Assurément, notre monde a changé. Est-ce dû à la crise économique, au principe de précaution, à la propension de poursuivre par voies judiciaires aussi bien son voisin que l’Etat ? Bref, ce climat de défiance contraint les responsables politiques à être d’une extrême vigilance dans l’exercice du pouvoir. M. Maudet, en charge du DES, dont le rôle est précisément de faire appliquer les lois, remplit son devoir de diligence en exigeant que l’Usine se mette en conformité avec la LRDBHD, d’autant plus que l’Usine est devenue le plus grand débit de boissons à Genève.

***

Recopiez mot pour mot, dans l'extrait fourni ci-dessus, tout ce qui va de « Assurément, notre monde » jusqu'à « boissons à Genève. ».

***

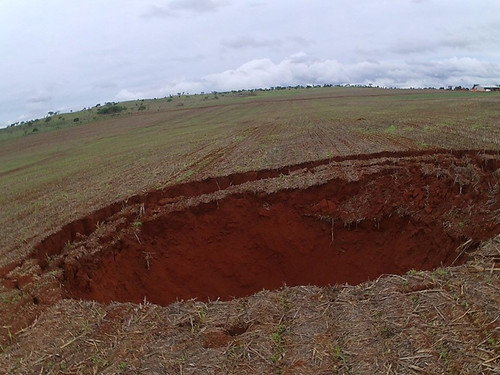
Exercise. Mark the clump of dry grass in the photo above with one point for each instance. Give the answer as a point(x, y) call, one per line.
point(441, 321)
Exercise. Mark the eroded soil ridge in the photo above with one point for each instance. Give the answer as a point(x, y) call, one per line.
point(338, 221)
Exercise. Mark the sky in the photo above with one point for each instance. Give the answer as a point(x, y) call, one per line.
point(60, 55)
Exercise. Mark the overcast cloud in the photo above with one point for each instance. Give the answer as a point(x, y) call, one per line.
point(62, 55)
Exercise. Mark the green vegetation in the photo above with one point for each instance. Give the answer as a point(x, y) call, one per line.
point(77, 162)
point(112, 108)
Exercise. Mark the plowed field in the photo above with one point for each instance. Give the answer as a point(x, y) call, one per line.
point(290, 235)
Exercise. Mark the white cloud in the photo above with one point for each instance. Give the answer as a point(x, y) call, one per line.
point(299, 69)
point(175, 7)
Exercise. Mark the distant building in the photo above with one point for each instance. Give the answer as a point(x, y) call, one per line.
point(485, 88)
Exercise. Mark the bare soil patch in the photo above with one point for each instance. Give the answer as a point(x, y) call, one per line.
point(331, 222)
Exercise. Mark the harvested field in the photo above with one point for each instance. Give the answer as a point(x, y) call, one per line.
point(332, 223)
point(342, 245)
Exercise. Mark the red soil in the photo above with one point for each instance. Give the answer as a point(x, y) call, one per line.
point(398, 214)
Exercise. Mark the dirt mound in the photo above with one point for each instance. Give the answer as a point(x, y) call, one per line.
point(343, 220)
point(335, 222)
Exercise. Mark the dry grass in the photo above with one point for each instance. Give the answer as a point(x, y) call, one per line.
point(439, 322)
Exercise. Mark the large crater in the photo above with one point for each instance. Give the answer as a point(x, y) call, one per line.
point(330, 222)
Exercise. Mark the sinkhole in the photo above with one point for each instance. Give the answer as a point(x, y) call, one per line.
point(390, 218)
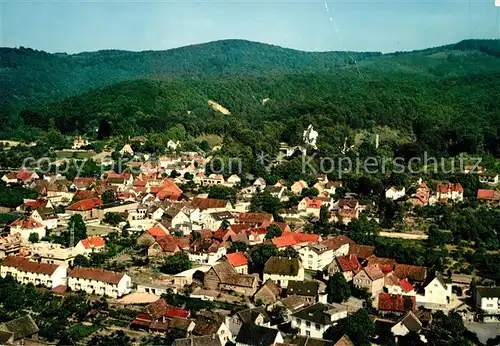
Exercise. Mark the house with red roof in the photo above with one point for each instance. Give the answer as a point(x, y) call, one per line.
point(370, 278)
point(39, 274)
point(391, 303)
point(99, 282)
point(27, 225)
point(310, 206)
point(395, 285)
point(450, 191)
point(239, 262)
point(84, 207)
point(90, 245)
point(489, 196)
point(349, 266)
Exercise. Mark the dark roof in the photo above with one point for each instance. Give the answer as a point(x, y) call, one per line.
point(318, 313)
point(206, 340)
point(489, 292)
point(250, 334)
point(411, 322)
point(282, 266)
point(303, 288)
point(21, 327)
point(249, 315)
point(433, 276)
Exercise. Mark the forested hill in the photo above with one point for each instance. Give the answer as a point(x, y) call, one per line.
point(28, 76)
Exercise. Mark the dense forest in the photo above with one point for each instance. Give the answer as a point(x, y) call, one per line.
point(444, 99)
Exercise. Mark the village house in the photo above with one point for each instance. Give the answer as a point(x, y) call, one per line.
point(395, 304)
point(282, 270)
point(84, 207)
point(310, 291)
point(255, 219)
point(268, 293)
point(257, 316)
point(487, 301)
point(46, 216)
point(298, 186)
point(251, 334)
point(370, 278)
point(223, 277)
point(317, 257)
point(51, 253)
point(349, 266)
point(27, 225)
point(210, 205)
point(393, 193)
point(449, 191)
point(214, 221)
point(239, 262)
point(314, 320)
point(434, 290)
point(100, 282)
point(39, 274)
point(206, 251)
point(488, 178)
point(10, 245)
point(90, 245)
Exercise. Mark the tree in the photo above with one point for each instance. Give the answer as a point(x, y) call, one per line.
point(338, 288)
point(108, 196)
point(273, 231)
point(77, 226)
point(261, 253)
point(34, 237)
point(176, 263)
point(358, 327)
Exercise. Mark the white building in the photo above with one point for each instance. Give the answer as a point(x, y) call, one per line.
point(318, 257)
point(488, 300)
point(27, 225)
point(314, 320)
point(39, 274)
point(435, 291)
point(100, 282)
point(281, 270)
point(394, 193)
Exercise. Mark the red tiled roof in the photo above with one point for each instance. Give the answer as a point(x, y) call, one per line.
point(209, 203)
point(92, 242)
point(406, 285)
point(157, 231)
point(349, 263)
point(396, 303)
point(85, 205)
point(25, 265)
point(254, 218)
point(237, 259)
point(26, 223)
point(284, 241)
point(96, 274)
point(36, 204)
point(488, 194)
point(411, 272)
point(445, 188)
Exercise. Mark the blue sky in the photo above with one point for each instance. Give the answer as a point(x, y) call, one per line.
point(368, 25)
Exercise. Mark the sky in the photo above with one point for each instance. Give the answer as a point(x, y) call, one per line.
point(357, 25)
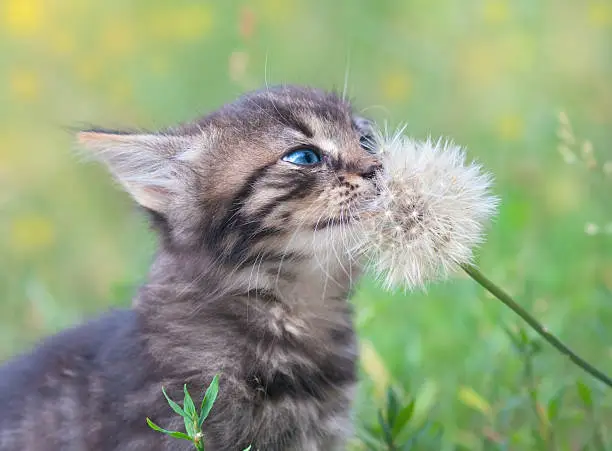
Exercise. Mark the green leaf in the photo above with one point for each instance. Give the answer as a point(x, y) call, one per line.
point(403, 418)
point(392, 407)
point(369, 439)
point(188, 404)
point(516, 342)
point(554, 404)
point(209, 399)
point(584, 391)
point(385, 429)
point(174, 434)
point(174, 405)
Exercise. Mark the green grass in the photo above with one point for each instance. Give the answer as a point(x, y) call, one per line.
point(491, 74)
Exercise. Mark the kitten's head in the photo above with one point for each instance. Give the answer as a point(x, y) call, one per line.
point(280, 170)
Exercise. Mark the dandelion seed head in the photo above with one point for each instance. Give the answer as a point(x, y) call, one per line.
point(430, 211)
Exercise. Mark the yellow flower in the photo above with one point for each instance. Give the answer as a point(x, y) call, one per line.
point(374, 367)
point(22, 17)
point(510, 127)
point(31, 233)
point(496, 11)
point(397, 86)
point(600, 14)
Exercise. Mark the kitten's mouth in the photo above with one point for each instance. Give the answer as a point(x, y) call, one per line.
point(335, 221)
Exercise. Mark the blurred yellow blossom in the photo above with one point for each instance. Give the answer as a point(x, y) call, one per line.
point(117, 39)
point(31, 233)
point(24, 84)
point(600, 13)
point(510, 127)
point(62, 42)
point(374, 367)
point(396, 86)
point(496, 11)
point(22, 17)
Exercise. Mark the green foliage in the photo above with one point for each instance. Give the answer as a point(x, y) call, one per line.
point(193, 419)
point(491, 74)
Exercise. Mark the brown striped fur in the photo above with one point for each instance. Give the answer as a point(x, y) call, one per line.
point(250, 281)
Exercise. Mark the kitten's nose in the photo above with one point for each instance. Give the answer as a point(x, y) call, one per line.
point(370, 172)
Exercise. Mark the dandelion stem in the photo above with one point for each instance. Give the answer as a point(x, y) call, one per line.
point(500, 294)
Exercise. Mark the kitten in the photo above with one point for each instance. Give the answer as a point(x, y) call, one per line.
point(254, 205)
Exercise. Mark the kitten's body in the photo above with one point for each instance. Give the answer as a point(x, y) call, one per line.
point(251, 281)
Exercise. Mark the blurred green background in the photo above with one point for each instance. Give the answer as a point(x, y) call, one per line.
point(525, 85)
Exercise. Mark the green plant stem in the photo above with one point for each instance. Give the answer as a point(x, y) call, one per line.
point(475, 274)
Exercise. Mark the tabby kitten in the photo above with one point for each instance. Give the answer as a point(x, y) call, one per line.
point(254, 205)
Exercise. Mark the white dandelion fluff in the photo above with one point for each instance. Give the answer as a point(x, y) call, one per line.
point(430, 212)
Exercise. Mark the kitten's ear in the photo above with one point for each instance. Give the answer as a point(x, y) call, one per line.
point(145, 165)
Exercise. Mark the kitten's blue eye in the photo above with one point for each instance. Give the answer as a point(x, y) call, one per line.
point(303, 157)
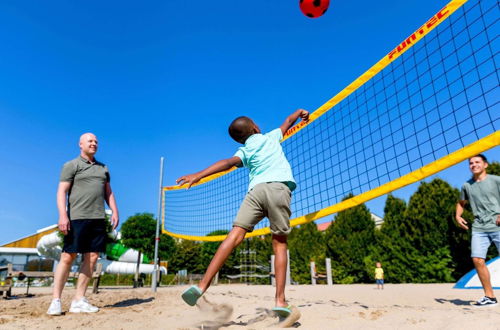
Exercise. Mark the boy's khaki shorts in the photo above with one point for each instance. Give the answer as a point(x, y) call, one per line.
point(271, 200)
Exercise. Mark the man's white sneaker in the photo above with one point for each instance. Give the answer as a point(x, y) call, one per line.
point(82, 306)
point(55, 307)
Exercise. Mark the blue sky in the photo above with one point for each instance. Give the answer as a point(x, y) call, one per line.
point(164, 78)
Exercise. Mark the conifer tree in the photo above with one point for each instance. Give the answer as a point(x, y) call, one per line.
point(349, 240)
point(306, 243)
point(428, 220)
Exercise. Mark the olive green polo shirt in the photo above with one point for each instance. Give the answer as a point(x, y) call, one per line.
point(484, 198)
point(86, 195)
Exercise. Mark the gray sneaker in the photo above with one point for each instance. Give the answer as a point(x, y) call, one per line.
point(486, 301)
point(55, 307)
point(82, 306)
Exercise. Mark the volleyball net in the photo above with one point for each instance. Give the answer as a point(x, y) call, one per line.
point(429, 104)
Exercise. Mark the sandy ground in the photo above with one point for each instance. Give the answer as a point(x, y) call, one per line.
point(403, 306)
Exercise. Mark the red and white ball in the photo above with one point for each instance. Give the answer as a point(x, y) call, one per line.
point(314, 8)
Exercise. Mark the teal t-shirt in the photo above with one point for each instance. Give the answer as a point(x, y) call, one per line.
point(264, 157)
point(484, 199)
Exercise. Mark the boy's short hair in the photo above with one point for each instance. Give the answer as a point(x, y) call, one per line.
point(483, 157)
point(240, 129)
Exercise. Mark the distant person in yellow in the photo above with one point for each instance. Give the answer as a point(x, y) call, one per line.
point(379, 276)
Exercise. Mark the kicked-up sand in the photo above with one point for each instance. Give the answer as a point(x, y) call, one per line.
point(398, 306)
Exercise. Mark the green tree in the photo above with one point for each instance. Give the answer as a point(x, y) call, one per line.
point(428, 221)
point(306, 243)
point(391, 249)
point(139, 231)
point(348, 241)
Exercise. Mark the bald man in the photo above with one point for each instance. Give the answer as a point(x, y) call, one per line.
point(83, 188)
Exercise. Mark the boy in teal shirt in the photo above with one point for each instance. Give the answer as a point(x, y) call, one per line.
point(269, 195)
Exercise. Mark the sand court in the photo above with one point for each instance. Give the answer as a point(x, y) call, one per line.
point(399, 306)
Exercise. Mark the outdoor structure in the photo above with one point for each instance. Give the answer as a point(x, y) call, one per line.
point(23, 255)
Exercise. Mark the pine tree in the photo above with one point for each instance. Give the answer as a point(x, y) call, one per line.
point(306, 243)
point(428, 219)
point(391, 249)
point(349, 240)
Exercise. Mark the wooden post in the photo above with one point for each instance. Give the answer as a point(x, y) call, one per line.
point(97, 278)
point(313, 273)
point(273, 278)
point(136, 276)
point(329, 271)
point(288, 277)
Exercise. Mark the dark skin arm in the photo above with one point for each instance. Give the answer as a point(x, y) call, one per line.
point(290, 120)
point(220, 166)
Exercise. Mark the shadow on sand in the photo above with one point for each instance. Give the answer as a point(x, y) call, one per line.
point(458, 302)
point(131, 302)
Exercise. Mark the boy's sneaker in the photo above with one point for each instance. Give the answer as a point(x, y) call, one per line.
point(55, 307)
point(486, 301)
point(82, 306)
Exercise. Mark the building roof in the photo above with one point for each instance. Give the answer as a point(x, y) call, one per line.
point(30, 241)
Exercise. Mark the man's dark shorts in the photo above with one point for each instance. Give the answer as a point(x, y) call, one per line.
point(86, 235)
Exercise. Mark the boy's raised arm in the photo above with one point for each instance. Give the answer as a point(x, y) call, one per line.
point(290, 120)
point(220, 166)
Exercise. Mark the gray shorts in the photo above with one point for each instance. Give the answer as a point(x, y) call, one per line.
point(271, 200)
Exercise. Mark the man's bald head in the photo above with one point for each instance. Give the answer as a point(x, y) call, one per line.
point(241, 128)
point(88, 145)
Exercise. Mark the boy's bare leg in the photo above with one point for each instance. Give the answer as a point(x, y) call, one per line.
point(233, 239)
point(89, 260)
point(484, 276)
point(62, 272)
point(280, 261)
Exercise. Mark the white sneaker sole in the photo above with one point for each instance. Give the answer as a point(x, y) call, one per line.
point(54, 314)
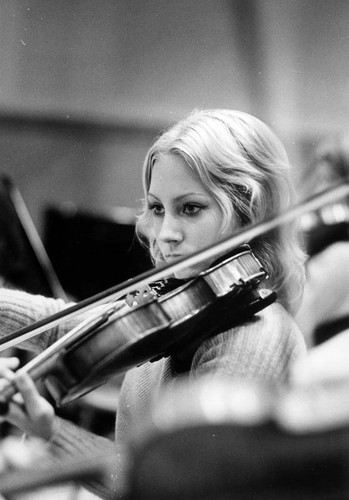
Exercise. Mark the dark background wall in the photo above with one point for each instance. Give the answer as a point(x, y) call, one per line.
point(85, 85)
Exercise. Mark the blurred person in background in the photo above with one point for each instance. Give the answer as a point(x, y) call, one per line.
point(325, 307)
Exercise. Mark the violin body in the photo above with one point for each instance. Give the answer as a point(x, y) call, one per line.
point(173, 324)
point(325, 226)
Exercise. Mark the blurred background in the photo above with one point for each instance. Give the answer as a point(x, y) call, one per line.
point(86, 85)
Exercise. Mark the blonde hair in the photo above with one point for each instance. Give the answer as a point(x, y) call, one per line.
point(244, 166)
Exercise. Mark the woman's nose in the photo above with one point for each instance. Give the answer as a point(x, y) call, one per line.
point(170, 229)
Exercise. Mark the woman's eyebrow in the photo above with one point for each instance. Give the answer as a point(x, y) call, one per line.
point(181, 196)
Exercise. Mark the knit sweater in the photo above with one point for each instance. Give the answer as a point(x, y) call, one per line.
point(261, 349)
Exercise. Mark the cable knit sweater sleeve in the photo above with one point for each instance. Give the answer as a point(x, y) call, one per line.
point(20, 309)
point(70, 442)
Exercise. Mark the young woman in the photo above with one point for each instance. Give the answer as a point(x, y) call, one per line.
point(207, 176)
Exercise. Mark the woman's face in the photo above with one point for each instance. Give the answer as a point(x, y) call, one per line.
point(185, 217)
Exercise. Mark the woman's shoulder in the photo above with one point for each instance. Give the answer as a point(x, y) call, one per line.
point(262, 347)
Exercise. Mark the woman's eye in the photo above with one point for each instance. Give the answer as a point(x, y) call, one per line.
point(156, 208)
point(191, 209)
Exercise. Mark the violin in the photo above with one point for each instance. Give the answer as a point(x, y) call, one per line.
point(117, 340)
point(325, 226)
point(172, 325)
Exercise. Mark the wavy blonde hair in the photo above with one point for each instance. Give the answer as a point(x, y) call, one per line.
point(244, 166)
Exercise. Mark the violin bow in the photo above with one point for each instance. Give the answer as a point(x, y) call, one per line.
point(244, 235)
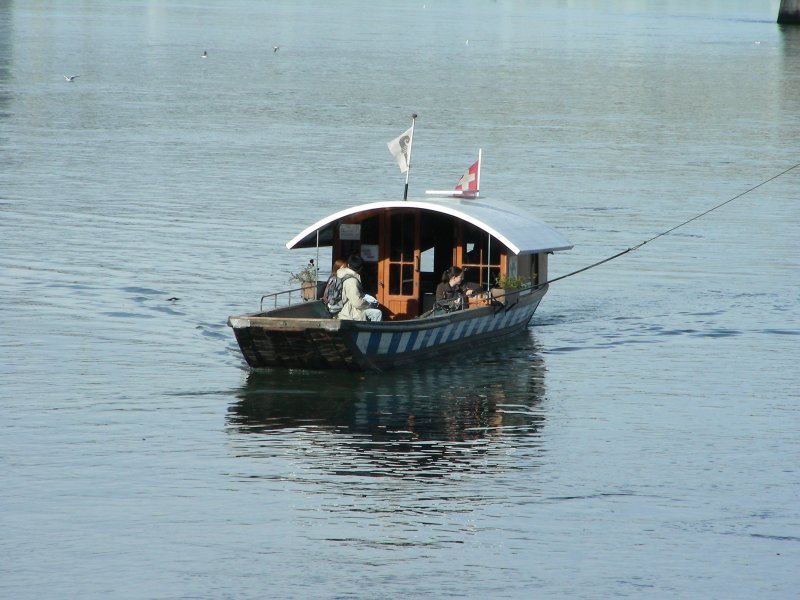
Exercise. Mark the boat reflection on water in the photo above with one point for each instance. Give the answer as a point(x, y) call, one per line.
point(422, 422)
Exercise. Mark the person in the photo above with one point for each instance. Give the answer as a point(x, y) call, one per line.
point(356, 307)
point(452, 292)
point(337, 264)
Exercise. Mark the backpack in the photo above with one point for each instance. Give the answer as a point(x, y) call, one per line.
point(332, 296)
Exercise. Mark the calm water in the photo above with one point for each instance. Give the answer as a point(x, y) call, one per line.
point(641, 440)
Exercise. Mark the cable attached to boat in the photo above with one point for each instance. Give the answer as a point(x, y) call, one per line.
point(655, 237)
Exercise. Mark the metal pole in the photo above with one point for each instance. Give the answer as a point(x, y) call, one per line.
point(410, 143)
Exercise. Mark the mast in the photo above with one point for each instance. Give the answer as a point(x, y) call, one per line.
point(410, 143)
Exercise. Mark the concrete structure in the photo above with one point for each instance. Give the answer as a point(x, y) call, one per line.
point(789, 12)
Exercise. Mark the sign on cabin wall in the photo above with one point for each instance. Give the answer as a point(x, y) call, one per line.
point(350, 231)
point(369, 252)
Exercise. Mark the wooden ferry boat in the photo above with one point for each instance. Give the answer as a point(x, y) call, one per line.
point(406, 245)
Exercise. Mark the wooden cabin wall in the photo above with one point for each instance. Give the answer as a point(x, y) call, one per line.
point(529, 266)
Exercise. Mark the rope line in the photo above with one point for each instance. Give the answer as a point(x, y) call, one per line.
point(668, 231)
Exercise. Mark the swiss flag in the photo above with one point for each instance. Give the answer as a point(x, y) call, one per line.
point(469, 180)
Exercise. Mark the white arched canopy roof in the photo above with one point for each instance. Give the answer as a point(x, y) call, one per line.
point(519, 232)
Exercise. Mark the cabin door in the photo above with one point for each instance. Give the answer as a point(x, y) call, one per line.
point(398, 271)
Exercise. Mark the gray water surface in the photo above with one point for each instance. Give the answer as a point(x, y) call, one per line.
point(639, 440)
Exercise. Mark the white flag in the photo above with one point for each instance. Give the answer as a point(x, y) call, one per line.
point(400, 147)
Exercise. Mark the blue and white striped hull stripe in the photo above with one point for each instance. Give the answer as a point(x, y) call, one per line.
point(378, 343)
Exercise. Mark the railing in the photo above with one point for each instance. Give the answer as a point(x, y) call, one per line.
point(293, 296)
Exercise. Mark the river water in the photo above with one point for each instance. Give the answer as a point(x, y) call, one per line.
point(640, 440)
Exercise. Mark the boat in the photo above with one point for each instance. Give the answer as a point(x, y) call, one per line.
point(406, 245)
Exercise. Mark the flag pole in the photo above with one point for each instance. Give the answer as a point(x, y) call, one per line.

***

Solution proposée -
Assurément, notre monde a changé. Est-ce dû à la crise économique, au principe de précaution, à la propension de poursuivre par voies judiciaires aussi bien son voisin que l’Etat ? Bref, ce climat de défiance contraint les responsables politiques à être d’une extrême vigilance dans l’exercice du pouvoir. M. Maudet, en charge du DES, dont le rôle est précisément de faire appliquer les lois, remplit son devoir de diligence en exigeant que l’Usine se mette en conformité avec la LRDBHD, d’autant plus que l’Usine est devenue le plus grand débit de boissons à Genève.